*What this task involves*.
Pick up the forum post about planting a small vineyard in Colorado Springs after its final sentence and keep writing it.

# New Vineyard HELP Please!



## vscottcolorado (Jul 9, 2009)

After 6 kits since April I am reallyaddicted to this. Have lined up some Grapes for this fall (500 lbs. CA Cabernet) to venture into the full path of wine making.I still have a lot to learn but would really like to turn a side yard into a small vineyard. Don't even know if it is possible to get a variety that would do well here. There was a small Winery here, Pikes Peak Winery, but they tilled that up a couple of years ago and built homes and a golf course. They also were 1500' lower in elevation then we are.
Here are some knowns:
*Location:* East side of the house with pretty much all day sun. Slight slope running east to west.Also we get quite a bit of wind during the summer months but the East side is somewhat protected.
Colorado Springs, CO 80921
*Area to Plant: *Roughly 60 x 100
*Elevation:* 6980'
*Soil:* Has some clay, actually quite a bit. 8 years ago when we built the house had to do an over dig on the foundation. The side where I would like to plant has had a natural Pine Mulch on it for 8 years. Every couple of years I top dress it with new Mulch. I do know that the old mulch composts down each year. Somewhere I do have a soils report but don't know how in depth it is.
*Temps: *Spring-(March/April)/May 50-60's days, lower 40's night
Summer-June/July/August 80-90's days, mid 50's to lower 60's nights
Fall- September/October/First week of November 70-50's days upper 30's to mid 40's nights
Winter-It's all over the place. I have played golf in January/February in 60 degree weather. But normally highs of 20-40 and lows of upper teens to 20. We can have a week or two of below 0 lows and highs in the single digits. But that is not the norm. Colorado Springs boosts about 325 days of sunshine a year, but I believe that they count it as a day if the sun comes out for 10 minutes.
*Rainfall/Snowfall: *The last few years we have been in a drought but in June we had 2.89" and already 1.8" for July. But we are starting into our dry time of year now. I know that does not sound like much to all of you in the Midwest and east coast, but I'm loving it. We can also have snowfall before Halloween, 39" in 2000, but that again is not the norm. Usually 4-8" and it is gone in 2 days.

*Dataset records*.
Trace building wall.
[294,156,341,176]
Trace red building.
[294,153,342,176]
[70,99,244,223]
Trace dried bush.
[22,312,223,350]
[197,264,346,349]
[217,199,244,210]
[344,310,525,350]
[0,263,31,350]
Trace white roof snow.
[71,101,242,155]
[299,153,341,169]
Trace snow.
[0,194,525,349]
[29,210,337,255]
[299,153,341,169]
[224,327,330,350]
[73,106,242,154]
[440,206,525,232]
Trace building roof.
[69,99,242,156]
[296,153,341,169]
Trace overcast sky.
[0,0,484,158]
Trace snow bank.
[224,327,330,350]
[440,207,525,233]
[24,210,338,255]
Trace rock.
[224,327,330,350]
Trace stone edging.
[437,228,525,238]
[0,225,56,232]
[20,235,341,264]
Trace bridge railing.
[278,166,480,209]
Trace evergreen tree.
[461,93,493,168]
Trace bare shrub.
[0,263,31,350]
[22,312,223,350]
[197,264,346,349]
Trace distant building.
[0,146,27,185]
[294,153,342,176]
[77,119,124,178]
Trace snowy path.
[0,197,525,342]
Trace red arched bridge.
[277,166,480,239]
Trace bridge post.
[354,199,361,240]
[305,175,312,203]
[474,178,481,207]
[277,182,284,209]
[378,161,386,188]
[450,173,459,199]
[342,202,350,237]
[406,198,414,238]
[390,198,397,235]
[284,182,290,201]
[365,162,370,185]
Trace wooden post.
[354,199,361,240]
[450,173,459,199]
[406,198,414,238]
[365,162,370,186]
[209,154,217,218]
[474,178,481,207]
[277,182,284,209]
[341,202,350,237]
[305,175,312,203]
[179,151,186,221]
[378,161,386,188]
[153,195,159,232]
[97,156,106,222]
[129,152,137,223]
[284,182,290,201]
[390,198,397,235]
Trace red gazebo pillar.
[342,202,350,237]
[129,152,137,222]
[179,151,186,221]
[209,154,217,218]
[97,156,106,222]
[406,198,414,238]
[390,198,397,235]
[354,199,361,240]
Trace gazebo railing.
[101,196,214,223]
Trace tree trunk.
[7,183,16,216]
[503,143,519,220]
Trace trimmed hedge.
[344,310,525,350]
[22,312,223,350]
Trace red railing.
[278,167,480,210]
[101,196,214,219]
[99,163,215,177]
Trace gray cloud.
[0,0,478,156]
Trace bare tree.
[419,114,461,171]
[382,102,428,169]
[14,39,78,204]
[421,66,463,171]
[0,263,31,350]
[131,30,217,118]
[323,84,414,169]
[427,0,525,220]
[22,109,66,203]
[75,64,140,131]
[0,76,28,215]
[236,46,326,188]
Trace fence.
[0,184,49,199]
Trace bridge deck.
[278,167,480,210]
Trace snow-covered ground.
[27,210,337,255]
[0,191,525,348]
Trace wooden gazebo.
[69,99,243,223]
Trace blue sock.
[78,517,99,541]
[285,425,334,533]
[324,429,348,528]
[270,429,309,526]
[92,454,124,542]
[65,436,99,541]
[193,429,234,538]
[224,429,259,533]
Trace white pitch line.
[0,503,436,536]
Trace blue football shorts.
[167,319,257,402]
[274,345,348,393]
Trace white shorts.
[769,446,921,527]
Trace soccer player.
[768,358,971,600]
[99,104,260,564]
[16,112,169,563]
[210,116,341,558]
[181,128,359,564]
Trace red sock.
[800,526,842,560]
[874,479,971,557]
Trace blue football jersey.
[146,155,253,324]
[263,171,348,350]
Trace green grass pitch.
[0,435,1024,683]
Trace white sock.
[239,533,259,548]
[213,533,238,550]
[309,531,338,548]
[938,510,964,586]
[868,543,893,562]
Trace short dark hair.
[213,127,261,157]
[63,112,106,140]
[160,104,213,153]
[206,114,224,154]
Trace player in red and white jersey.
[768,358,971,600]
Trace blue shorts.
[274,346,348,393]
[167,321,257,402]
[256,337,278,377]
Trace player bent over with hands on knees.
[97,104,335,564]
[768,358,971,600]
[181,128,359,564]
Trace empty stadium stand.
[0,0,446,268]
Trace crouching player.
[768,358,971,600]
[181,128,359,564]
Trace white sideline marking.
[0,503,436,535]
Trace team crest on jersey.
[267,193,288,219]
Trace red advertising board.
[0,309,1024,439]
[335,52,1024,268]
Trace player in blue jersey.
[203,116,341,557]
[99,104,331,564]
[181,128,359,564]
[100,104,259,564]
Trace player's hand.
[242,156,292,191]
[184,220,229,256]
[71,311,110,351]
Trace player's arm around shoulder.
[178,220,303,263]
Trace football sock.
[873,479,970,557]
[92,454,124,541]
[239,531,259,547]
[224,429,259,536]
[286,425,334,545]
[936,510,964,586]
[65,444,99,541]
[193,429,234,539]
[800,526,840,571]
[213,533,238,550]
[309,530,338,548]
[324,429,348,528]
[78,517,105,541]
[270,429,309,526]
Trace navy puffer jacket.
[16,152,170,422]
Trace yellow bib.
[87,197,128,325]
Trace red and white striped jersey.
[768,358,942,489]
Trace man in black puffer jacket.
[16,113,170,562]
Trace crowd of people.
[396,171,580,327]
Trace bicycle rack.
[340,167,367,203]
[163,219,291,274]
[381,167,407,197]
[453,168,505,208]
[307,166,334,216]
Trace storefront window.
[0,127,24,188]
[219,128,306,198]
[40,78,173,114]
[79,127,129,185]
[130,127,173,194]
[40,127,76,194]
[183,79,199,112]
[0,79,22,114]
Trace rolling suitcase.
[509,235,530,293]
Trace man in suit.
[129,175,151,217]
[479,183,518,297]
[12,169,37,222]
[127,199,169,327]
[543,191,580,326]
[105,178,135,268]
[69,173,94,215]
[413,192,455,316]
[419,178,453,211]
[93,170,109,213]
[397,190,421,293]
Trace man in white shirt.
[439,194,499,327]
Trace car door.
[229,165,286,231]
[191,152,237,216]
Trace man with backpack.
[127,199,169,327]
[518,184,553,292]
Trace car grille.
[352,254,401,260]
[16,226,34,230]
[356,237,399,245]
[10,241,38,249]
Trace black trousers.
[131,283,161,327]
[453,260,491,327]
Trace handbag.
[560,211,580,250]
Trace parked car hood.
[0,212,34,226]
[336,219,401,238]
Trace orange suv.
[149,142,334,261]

*Answer for this exercise*.
Need some advise if possible.
Where do I start?
What variety?
How many vines for this area?
Where to get them, (vines)?
Would you plant all the same variety?
Any books on high altitude vines and growing?
Is it to late to get things started this year?


Any Help would be greatly appreciated. Scott





Side where I would like to plant. A small gazebo in the upper left hand corner where the wife and I and friends could sit and drink some wine or a whiskey and watch grass/vines grow.


----------



## gaudet (Jul 9, 2009)

I can't help you with the vineyard, but I got a good name for you... Mile High Wines.....


----------



## JWMINNESOTA (Jul 9, 2009)

Maybe this can help,


http://www.colostate.edu/Depts/CoopExt/LARIMER/mgnr.2006.a.10.07.htm


or lead you to help. Good Luck!


----------



## AlFulchino (Jul 9, 2009)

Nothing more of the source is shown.